→ CHALLENGE
Retype the lines below exactly, from the line with "Task: one point marks each instance of the chair" to the line with "x=132, y=252", including both of those lines, and leave the pictures out of your answer.

─── INFORMATION PROVIDED

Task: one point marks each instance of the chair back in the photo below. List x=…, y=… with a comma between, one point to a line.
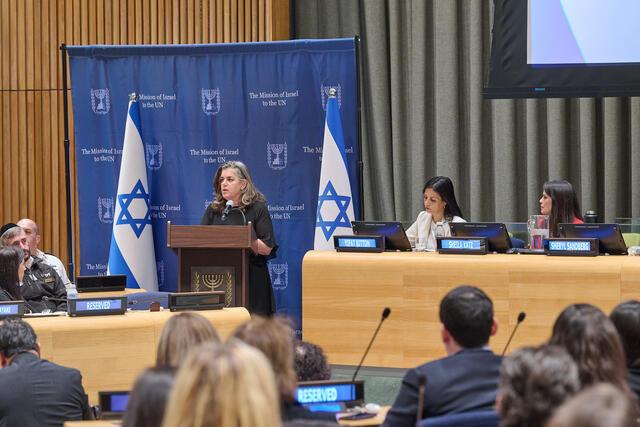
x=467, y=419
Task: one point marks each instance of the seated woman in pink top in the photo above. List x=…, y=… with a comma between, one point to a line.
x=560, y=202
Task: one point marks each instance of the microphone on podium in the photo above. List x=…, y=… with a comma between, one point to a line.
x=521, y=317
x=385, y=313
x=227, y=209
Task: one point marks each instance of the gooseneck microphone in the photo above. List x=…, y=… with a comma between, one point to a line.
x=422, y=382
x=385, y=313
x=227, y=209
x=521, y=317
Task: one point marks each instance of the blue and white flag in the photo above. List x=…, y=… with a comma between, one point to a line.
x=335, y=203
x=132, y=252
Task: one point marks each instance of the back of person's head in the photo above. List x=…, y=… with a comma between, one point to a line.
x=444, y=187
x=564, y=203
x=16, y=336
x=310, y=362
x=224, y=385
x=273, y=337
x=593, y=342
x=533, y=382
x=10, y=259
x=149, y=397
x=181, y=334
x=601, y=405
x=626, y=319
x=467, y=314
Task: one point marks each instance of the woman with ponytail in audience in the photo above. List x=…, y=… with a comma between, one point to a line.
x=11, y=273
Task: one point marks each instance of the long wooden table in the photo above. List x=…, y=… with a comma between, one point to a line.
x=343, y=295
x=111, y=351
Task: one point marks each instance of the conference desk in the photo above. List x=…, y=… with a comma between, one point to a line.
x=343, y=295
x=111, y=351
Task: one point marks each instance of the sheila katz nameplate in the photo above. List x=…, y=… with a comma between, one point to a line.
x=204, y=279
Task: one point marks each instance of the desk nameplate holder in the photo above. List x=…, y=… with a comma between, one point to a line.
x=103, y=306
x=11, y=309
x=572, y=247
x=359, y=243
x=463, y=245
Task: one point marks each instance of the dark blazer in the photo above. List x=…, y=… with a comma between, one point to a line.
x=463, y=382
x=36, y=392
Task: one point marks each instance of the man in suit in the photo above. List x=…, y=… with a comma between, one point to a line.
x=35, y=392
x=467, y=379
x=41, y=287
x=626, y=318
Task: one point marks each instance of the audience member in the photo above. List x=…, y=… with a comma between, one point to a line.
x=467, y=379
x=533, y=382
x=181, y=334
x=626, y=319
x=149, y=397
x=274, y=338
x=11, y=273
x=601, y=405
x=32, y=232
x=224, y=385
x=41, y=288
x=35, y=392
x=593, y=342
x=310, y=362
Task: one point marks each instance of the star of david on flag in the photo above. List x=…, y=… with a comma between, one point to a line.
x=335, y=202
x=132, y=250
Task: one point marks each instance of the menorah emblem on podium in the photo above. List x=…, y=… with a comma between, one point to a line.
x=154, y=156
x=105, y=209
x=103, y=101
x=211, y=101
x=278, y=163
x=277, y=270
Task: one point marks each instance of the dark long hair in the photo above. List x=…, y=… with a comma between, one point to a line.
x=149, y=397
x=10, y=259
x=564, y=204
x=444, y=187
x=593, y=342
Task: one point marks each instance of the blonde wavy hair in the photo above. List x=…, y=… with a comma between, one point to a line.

──────
─── INFORMATION PROVIDED

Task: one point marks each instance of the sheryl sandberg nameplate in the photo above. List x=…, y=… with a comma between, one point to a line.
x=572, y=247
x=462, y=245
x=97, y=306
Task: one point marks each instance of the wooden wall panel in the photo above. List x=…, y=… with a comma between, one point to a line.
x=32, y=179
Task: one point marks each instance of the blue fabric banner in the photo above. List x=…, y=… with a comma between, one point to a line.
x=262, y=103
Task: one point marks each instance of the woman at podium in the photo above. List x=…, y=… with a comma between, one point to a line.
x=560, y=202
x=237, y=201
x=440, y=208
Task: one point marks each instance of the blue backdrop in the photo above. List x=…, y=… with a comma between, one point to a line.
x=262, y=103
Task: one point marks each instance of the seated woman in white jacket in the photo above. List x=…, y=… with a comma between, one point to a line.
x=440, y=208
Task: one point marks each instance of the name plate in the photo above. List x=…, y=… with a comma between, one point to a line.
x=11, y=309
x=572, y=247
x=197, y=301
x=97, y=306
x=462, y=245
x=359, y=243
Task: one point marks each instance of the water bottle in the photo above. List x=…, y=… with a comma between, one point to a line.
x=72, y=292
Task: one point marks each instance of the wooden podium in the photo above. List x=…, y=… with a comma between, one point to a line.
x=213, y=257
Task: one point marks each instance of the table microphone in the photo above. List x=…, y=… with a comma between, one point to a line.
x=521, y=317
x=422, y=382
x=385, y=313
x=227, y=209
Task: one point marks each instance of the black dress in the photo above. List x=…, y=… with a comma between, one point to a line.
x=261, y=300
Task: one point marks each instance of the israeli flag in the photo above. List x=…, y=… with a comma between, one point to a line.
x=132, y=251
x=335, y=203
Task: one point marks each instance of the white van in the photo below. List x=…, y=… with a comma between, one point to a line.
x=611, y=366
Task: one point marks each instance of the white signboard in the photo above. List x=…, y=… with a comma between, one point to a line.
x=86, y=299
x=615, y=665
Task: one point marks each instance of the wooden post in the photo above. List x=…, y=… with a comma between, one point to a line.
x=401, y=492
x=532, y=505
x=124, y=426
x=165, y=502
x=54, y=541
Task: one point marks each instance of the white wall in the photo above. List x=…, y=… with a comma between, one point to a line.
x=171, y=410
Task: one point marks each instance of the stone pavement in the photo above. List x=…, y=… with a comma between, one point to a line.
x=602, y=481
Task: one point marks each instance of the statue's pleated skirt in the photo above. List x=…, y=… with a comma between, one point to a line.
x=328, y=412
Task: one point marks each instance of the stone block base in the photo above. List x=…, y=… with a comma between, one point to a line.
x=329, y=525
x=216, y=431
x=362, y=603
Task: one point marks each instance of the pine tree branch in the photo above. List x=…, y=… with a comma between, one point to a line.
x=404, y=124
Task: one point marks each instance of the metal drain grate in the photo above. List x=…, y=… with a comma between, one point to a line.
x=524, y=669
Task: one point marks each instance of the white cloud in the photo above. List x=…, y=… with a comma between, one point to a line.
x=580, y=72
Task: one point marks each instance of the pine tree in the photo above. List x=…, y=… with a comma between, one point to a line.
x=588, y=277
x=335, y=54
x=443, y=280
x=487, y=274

──────

→ SOLVED EXERCISE
Task: one point marks each instance of the chair back in the photo below. List x=…, y=… with a comma between, one point to a line.
x=467, y=419
Task: one point marks each instance of the seated woman in pink top in the photo above. List x=…, y=… with a comma between, one point to a line.
x=560, y=202
Task: one point marks each instance of the microphone on podium in the photo above. List x=…, y=… with a comma between, one point to a line.
x=521, y=317
x=385, y=313
x=227, y=209
Task: one point marks each instance of the gooseneck microphone in the photo above. List x=…, y=… with a comma between, one point to a line.
x=422, y=382
x=385, y=313
x=227, y=209
x=521, y=317
Task: one point marks each instance of the blue and white flag in the photo above. List x=…, y=… with a comma between, one point to a line.
x=335, y=203
x=132, y=252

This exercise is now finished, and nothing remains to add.